Required work:
1/ Edit the article on turbidity and coral reproduction by reproducing the part between "WAMSI researcher Gerard" and "early life-cycle stages.", inclusive, with "coral spawning" changed to "coral reproduction".
2/ According to the article on turbidity and coral reproduction, since what year have dredging projects near reefs in Western Australia been required to pause around coral spawning?
3/ Extend the article on turbidity and coral reproduction, picking up after its final sentence.

Document text:
"""

Elevated turbidity regularly occurs in shallow, tropical marine environments driven primarily by wind-driven waves but this can be exacerbated by anthropogenic activities such as dredging. The effects on adult corals and the sensitivity of their early life-history stages has been well documented, but the review, published in Marine Pollution Bulletin highlights new potential mechanisms that suspended sediments can have on the reproductive cycle including gametogenesis, spawning synchrony and on gametes in the water column.

The WAMSI study, conducted by researchers from the Australian Institute of Marine Science (AIMS) and The University of Western Australia (UWA), is working to help environmental managers predict how corals will react to changing pressures on their environment.

Co-author from UWA’s Centre for Microscopy, Characterisation and Analysis, Gerard Ricardo, said the review highlighted the need to be able to quantify the extent of the changes in the environment in order to accurately predict how coral spawning would be affected.

WAMSI researcher Gerard Ricardo (UWA) collecting freshly spawned eggs for laboratory experimentation. (AIMS)

“This review was partly motivated by the recent resources boom in tropical Australia, the need for dredging for coastal infrastructure and shipping channels to export mineral and petroleum products, and current environmental regulations around protecting coral spawning events during dredging campaigns,” Gerard explained. “However, the findings are equally as applicable to natural events in turbid-zone communities driven by wind-wave induced resuspension.”

Lead author AIMS’ Dr Ross Jones said that while sediments can act as an energy source for adult corals, there are overwhelmingly more than 30 possible causal pathways whereby turbidity-generating activities can negatively affect reproduction and early life-cycle stages.

“We know that it is only very subtle changes in light quantity and quality that trigger spawning,” Dr Jones explained. “A loss in natural synchronicity could ultimately affect the arrival of the gametes at the surface, which could affect the separation for each species, a process which prevents or reduces hybridization between closely-related species by spawning at slightly different times.

http://ars.els-cdn.com/content/image/1-s2.0-S0025326X15005251-gr1.jpg

Reproductive cycle of the broadcast spawning Acropora species with indicative timings based on the studies of Hayashibara et al. (1997)Okubo and Motokawa (2007)Okubo et al. (2008) and Ball et al. (2002).

In recognition of the sensitivity of the early life-cycle stages of corals, and their importance to the marine community, policy makers have attempted to protect coral spawning periods from sediments generated by dredging-related activities. Since 1993, dredging projects in Western Australia that are close to reefs are required to temporarily stop when corals are spawning five days before spawning and up to seven days afterwards.

"""

Information provided:
"""

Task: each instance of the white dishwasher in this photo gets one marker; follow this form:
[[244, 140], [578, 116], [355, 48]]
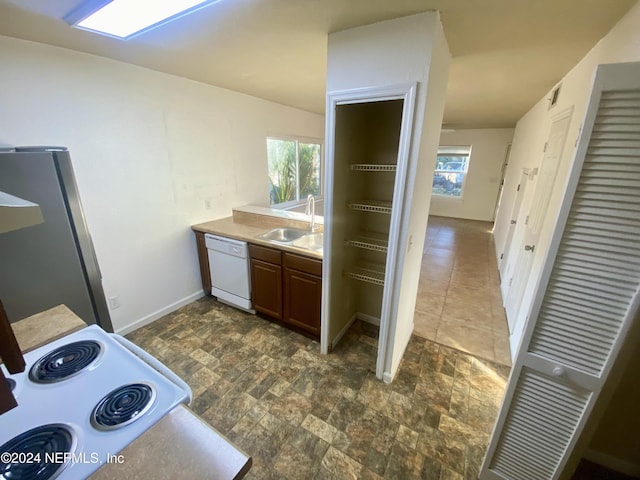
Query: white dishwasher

"""

Responses by item number:
1/
WAMSI researcher Gerard Ricardo (UWA) collecting freshly spawned eggs for laboratory experimentation. (AIMS)

“This review was partly motivated by the recent resources boom in tropical Australia, the need for dredging for coastal infrastructure and shipping channels to export mineral and petroleum products, and current environmental regulations around protecting coral reproduction events during dredging campaigns,” Gerard explained. “However, the findings are equally as applicable to natural events in turbid-zone communities driven by wind-wave induced resuspension.”

Lead author AIMS’ Dr Ross Jones said that while sediments can act as an energy source for adult corals, there are overwhelmingly more than 30 possible causal pathways whereby turbidity-generating activities can negatively affect reproduction and early life-cycle stages.

2/ Since 1993.

3/
This management approach has also been adopted in some dredging projects on the Great Barrier Reef and the possibility of introducing this practice to other locations such as Singapore has been suggested but it’s a contentious issue internationally because it can significantly inflate costs.

One of the most contested issues is the length of the window and also whether dredging-related turbidity-generating activities need to cease entirely or whether dredging can continue but must adhere to more conservative water quality guidelines.

Sperm tangled in sediment particles. WAMSI scientists are examining whether this impacts on the reproductive success of corals (Image: AIMS)

“The successful use of a coral spawning environmental window as a management tool depends on a shutdown period which encompasses the entire period that turbidity-generating activities could have an effect on spawning and ultimately the successful recruitment of juveniles into the next generation,” Dr Ross Jones said. “The window needs to contain sensitive stages such as settlement and early post-settlement survival.”

In Western Australia there is a well-known main autumn spawning period, but more recently a significant spring spawning period has been identified.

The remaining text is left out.